*Exercise*.
Could you turn the records, starting at the line that contains "the ocean, giving" and ending at the last line of the records, into a Markdown table with the columns Row and Record line, numbering each row and leaving out blank lines?

*Materials provided*.
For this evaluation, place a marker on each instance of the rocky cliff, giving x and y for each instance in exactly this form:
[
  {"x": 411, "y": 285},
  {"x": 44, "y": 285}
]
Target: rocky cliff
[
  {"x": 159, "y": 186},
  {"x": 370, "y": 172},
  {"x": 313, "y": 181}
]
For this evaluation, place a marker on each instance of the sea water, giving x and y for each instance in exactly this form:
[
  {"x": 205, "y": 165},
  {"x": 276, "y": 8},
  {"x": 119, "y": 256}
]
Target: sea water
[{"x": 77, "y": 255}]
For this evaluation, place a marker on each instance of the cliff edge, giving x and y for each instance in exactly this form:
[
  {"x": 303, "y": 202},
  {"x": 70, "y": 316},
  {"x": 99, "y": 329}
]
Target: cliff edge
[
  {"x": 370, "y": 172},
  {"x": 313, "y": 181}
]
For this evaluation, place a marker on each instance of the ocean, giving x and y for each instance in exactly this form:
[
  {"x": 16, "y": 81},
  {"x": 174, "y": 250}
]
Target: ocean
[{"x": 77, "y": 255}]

*In response*.
| Row | Record line |
|---|---|
| 1 | For this evaluation, place a marker on each instance of the ocean, giving x and y for each instance in exactly this form: |
| 2 | [ |
| 3 |   {"x": 16, "y": 81}, |
| 4 |   {"x": 174, "y": 250} |
| 5 | ] |
| 6 | Target: ocean |
| 7 | [{"x": 77, "y": 255}] |